(Records in a dataset)
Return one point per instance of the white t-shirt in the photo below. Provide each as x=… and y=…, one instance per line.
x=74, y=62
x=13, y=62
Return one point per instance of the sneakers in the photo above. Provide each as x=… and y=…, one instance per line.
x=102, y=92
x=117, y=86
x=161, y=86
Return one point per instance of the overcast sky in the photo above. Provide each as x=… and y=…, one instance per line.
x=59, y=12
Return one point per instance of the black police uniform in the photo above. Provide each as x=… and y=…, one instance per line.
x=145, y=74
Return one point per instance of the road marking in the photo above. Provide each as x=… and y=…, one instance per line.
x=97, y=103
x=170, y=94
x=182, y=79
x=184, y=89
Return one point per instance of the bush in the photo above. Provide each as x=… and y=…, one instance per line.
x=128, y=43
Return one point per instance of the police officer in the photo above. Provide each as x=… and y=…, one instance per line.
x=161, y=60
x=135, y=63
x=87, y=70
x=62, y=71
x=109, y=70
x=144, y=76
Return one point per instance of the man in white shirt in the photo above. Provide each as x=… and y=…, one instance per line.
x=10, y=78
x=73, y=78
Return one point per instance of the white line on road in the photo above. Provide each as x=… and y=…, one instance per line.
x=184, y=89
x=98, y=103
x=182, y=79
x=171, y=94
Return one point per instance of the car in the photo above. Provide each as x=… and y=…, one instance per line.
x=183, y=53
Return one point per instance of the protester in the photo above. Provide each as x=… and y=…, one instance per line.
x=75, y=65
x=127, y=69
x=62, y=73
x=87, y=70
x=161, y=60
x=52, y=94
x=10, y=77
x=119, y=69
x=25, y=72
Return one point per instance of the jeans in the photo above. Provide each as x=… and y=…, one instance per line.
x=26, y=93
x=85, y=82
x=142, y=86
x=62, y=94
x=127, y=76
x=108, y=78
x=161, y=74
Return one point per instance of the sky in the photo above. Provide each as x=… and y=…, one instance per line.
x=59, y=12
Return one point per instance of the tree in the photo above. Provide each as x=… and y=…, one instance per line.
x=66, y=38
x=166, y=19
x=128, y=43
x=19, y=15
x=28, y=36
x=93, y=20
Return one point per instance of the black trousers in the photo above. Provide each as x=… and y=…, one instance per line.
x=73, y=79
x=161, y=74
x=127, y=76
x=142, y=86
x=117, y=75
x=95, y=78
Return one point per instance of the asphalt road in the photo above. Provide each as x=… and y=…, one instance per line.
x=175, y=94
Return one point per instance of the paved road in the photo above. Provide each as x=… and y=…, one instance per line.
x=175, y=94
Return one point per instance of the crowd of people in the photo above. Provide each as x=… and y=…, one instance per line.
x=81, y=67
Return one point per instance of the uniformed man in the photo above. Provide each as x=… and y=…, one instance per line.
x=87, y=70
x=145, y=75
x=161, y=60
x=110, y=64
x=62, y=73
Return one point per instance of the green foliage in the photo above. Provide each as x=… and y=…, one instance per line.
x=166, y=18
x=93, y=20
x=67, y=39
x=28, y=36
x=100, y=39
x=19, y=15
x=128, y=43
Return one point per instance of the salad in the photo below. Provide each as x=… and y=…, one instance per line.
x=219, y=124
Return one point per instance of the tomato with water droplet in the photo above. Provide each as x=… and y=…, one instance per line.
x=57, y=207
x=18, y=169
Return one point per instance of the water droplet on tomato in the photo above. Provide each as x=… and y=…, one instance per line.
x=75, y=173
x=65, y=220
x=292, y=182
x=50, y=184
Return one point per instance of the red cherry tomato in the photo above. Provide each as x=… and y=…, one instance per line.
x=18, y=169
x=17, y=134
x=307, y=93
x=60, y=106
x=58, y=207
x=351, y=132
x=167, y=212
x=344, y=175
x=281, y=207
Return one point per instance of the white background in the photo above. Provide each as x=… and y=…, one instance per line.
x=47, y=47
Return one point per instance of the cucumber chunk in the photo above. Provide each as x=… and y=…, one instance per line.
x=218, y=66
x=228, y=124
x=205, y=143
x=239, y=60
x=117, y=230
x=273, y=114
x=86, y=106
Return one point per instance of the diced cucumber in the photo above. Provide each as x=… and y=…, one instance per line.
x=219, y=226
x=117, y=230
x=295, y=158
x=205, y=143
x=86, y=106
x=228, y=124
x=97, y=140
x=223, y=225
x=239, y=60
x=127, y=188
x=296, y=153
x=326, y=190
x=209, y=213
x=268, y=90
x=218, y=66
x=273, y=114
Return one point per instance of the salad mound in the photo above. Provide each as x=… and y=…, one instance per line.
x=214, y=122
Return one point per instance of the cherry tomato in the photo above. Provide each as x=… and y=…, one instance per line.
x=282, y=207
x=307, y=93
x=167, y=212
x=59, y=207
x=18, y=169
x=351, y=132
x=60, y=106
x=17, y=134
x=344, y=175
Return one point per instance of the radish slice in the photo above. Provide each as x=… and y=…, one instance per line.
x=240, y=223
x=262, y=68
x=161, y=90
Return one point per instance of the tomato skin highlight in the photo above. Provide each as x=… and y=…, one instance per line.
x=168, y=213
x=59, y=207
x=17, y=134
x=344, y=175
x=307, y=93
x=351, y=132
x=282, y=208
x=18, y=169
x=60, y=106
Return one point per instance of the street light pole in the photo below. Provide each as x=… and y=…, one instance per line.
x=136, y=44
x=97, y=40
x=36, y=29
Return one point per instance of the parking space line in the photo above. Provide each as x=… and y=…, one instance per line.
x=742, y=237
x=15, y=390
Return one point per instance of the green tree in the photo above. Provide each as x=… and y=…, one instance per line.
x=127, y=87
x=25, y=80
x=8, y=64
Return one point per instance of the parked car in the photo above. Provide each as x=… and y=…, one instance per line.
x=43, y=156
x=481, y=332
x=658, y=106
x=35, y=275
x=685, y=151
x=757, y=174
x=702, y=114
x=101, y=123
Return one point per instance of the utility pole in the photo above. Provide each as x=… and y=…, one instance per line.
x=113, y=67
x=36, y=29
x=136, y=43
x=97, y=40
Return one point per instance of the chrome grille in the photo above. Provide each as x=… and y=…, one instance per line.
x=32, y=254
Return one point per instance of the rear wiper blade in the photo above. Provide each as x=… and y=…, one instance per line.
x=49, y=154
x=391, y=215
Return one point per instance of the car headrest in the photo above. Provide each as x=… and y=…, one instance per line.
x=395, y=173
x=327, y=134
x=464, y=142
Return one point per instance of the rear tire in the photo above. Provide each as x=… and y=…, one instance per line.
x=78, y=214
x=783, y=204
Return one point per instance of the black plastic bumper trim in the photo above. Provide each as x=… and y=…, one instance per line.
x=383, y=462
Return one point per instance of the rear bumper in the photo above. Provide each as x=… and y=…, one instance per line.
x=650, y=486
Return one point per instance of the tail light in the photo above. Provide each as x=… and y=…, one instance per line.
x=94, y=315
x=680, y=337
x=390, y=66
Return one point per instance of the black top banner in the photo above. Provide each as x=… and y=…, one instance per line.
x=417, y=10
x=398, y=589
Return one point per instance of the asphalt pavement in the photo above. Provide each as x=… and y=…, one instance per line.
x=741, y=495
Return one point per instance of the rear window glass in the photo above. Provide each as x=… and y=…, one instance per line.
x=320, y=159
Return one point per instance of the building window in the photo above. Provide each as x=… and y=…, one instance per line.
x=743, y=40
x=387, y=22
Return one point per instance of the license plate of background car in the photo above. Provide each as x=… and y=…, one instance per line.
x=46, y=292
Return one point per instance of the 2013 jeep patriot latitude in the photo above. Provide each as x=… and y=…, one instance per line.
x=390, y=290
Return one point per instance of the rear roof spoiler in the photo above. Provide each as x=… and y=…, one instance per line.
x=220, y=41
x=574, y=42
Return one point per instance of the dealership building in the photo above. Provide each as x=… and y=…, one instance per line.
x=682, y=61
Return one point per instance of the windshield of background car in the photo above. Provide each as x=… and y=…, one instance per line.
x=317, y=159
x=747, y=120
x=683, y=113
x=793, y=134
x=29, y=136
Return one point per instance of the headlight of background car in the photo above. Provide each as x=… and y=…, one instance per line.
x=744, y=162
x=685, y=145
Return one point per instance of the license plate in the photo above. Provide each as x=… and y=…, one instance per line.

» **EXERCISE BRIEF**
Please output the data above word for word, beginning at the line that contains "Return one point per instance of the headlight" and ending with the last line of the data.

» **CORRECT RESPONSE**
Return one point per instance of the headlight of background car in the photo above. Provide each as x=… and y=…, one instance per line.
x=744, y=162
x=685, y=145
Return one point per instance of the license plate in the photo above. Provide each as x=… and y=…, one instance per line.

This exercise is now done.